### What needs to be done
Copy every line of the listing below verbatim.

### Working data
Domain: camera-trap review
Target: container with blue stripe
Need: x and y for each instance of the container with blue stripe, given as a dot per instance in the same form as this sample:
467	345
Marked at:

### Right answer
Domain: camera-trap review
Target: container with blue stripe
Need: x and y for each instance of the container with blue stripe, given as a dot per instance in the same form as this sample:
467	345
Marked at:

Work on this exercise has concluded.